start

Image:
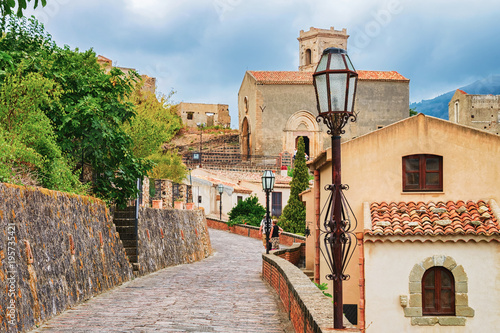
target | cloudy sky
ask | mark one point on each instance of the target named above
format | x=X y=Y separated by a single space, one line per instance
x=202 y=48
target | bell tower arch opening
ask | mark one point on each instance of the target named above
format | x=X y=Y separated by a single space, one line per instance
x=313 y=42
x=302 y=124
x=306 y=144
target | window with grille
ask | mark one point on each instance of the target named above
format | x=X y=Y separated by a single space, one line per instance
x=276 y=204
x=422 y=172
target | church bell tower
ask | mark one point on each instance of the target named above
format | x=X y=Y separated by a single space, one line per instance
x=313 y=42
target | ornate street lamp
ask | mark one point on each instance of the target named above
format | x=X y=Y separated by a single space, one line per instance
x=268 y=185
x=200 y=126
x=220 y=189
x=335 y=81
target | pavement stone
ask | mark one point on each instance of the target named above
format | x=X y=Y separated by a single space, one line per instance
x=223 y=293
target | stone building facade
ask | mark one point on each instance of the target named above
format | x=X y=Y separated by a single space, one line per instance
x=149 y=82
x=277 y=107
x=208 y=114
x=479 y=111
x=402 y=232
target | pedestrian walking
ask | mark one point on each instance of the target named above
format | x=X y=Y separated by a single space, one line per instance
x=275 y=235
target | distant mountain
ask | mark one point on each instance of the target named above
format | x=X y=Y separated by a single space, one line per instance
x=438 y=107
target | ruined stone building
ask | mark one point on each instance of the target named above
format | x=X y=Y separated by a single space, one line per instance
x=277 y=107
x=478 y=111
x=193 y=114
x=149 y=82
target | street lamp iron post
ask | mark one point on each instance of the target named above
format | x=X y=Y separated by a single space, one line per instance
x=268 y=180
x=335 y=82
x=200 y=126
x=220 y=189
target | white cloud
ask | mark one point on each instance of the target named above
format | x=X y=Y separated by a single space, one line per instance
x=160 y=12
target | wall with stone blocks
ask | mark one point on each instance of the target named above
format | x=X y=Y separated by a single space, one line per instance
x=308 y=309
x=56 y=250
x=59 y=249
x=169 y=237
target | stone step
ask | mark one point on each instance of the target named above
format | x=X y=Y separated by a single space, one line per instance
x=133 y=258
x=127 y=236
x=309 y=273
x=124 y=222
x=131 y=250
x=129 y=243
x=126 y=229
x=119 y=214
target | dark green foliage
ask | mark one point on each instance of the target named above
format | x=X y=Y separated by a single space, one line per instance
x=7 y=7
x=248 y=211
x=29 y=153
x=90 y=109
x=293 y=218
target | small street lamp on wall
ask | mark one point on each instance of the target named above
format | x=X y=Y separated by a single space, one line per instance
x=268 y=180
x=220 y=189
x=335 y=82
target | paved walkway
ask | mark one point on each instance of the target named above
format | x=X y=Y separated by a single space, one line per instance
x=223 y=293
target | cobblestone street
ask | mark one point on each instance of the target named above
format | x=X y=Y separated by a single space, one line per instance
x=223 y=293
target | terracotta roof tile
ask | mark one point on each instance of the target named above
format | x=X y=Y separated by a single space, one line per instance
x=295 y=77
x=433 y=219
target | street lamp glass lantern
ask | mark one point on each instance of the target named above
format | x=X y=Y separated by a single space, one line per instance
x=335 y=81
x=268 y=180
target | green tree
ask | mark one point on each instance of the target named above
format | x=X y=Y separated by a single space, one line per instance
x=168 y=165
x=7 y=7
x=293 y=218
x=156 y=122
x=90 y=111
x=248 y=211
x=28 y=149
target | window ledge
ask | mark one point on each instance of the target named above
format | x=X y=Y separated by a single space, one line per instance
x=441 y=320
x=423 y=192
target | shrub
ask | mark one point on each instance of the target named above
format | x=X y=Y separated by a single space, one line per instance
x=248 y=211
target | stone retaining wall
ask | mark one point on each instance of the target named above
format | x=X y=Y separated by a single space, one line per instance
x=56 y=250
x=59 y=249
x=308 y=309
x=169 y=237
x=286 y=238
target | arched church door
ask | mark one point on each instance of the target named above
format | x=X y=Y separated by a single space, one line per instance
x=245 y=140
x=306 y=144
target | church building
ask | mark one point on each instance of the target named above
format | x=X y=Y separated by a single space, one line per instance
x=275 y=108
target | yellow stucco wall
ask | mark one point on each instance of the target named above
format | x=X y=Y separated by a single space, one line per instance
x=372 y=167
x=387 y=271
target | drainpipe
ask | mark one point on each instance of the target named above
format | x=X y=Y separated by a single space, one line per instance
x=317 y=212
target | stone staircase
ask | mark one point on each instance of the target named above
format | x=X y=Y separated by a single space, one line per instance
x=309 y=273
x=124 y=220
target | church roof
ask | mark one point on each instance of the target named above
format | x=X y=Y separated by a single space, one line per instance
x=282 y=77
x=432 y=219
x=296 y=77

end

Copy every row above word for word, and leave the pictures out of your copy.

▶ _Answer for the task_
Image:
target | cloudy sky
ask | mark one point on each instance of the target named above
format | x=X y=Y separated by a single space, one line per instance
x=202 y=48
target | bell tower arch opening
ask | mark one point on each instance of the target named above
format | x=X y=Y separated by a single space, one line per instance
x=313 y=42
x=302 y=124
x=306 y=144
target | window with grille
ask | mark one point on each instance of the target named above
format | x=X y=Y separated by a single space, one line per instance
x=276 y=204
x=422 y=172
target | church bell tower
ask | mark one point on each instance of the target named above
format | x=X y=Y separated by a single space, one line per instance
x=313 y=42
target | ornate street lamp
ask | mark one point on each instance of the target named above
format | x=X y=Y separated by a single space, one line per instance
x=268 y=185
x=200 y=126
x=220 y=189
x=335 y=81
target | pavement stone
ask | mark one point on each instance of the target named above
format | x=X y=Y separated by a single space, one line per instance
x=223 y=293
target | stone building facade
ask | mark one point on each instance of the target named above
format | x=X y=Y separated by a single space, one line per instance
x=149 y=82
x=277 y=107
x=208 y=114
x=479 y=111
x=402 y=232
target | pedestrian walking
ask | mark one point on each instance of the target named above
format | x=X y=Y separated by a single space, one line per instance
x=275 y=235
target | distant mountain
ask | mark one point on each instance of the target named above
format | x=X y=Y separated by a single space, one line per instance
x=438 y=107
target | ruined stone building
ask | mark one point on each instance of the target named above
format | x=X y=Y separated by a single space, one line per instance
x=277 y=107
x=478 y=111
x=193 y=114
x=149 y=82
target | street lamp iron post
ask | mark one point on each instance of the target named above
format | x=X y=Y separated by a single space, one line per instance
x=268 y=180
x=335 y=82
x=200 y=126
x=220 y=189
target | white cloud
ask | mark one point on each instance of the target named above
format | x=X y=Y separated by a single space, one line per instance
x=160 y=12
target | wall with stone blocks
ask | mark one point on each instance of the target named above
format | x=X y=Y separated by a single space, one line per instance
x=308 y=309
x=56 y=250
x=59 y=249
x=169 y=237
target | stone step
ask | mark one point on each instance of the target named above
format | x=X y=Y separated by a single space, one line per instance
x=133 y=258
x=127 y=236
x=309 y=273
x=124 y=222
x=131 y=250
x=129 y=243
x=126 y=229
x=119 y=214
target | dark green foliage
ask | mark one point on each instance of the target named above
format | x=X y=Y separated by a single space, one line per instance
x=7 y=7
x=248 y=211
x=29 y=153
x=90 y=109
x=293 y=218
target | small street lamp on wall
ask | mark one point on each instance of the target named above
format | x=X y=Y separated by a single space, one line per instance
x=268 y=180
x=220 y=189
x=335 y=82
target | paved walkway
ask | mark one point on each instance of the target named above
format | x=X y=Y separated by a single space, one line per instance
x=223 y=293
target | cobblestone street
ask | mark one point on each instance of the target named above
format | x=X y=Y separated by a single space, one line per instance
x=223 y=293
target | terracotta roof tile
ask | mark one point on each instance of the target named above
format | x=X y=Y separated by a single space, one line per instance
x=295 y=77
x=433 y=219
target | street lamp glass lantern
ask | mark one point on each instance of the target named above
format | x=X y=Y separated by a single space, one line per instance
x=335 y=81
x=268 y=180
target | green tree
ask | mark one point on each instance of the target named above
format | x=X y=Y separated by a single space, one line per instance
x=168 y=165
x=7 y=7
x=293 y=218
x=156 y=122
x=90 y=111
x=248 y=211
x=28 y=149
target | window ledge
ask | mark one point on each instance of the target named above
format | x=X y=Y separated by a single space, one line per instance
x=441 y=320
x=423 y=192
target | shrub
ask | mark one point on each instance of the target named above
format | x=X y=Y separated by a single space, one line per instance
x=248 y=211
target | stone retaining wall
ask | mark one point on each instance of the target named above
format | x=X y=Y separated by a single space, one line per instance
x=56 y=250
x=59 y=249
x=308 y=309
x=169 y=237
x=286 y=238
target | arched church door
ask | mark one point on each instance of the target named above
format | x=X y=Y separated by a single space, one line per instance
x=245 y=140
x=306 y=144
target | church building
ask | mark one point on each instance of the target named above
format | x=X y=Y separated by a single space, one line per instance
x=275 y=108
target | yellow stucco wall
ask | mark one point on each instance of the target named above
format | x=X y=Y separated by a single space, one line per instance
x=372 y=167
x=387 y=271
target | drainpipe
ask | mark one point on each instance of the target named above
format | x=X y=Y separated by a single space, one line per instance
x=317 y=212
target | stone staircase
ask | mark one point on each instance of the target named above
format | x=X y=Y separated by a single space, one line per instance
x=309 y=273
x=124 y=220
target | church roof
ask | mark one point on each instance of the target named above
format | x=X y=Y separated by a single space, one line per instance
x=282 y=77
x=432 y=219
x=296 y=77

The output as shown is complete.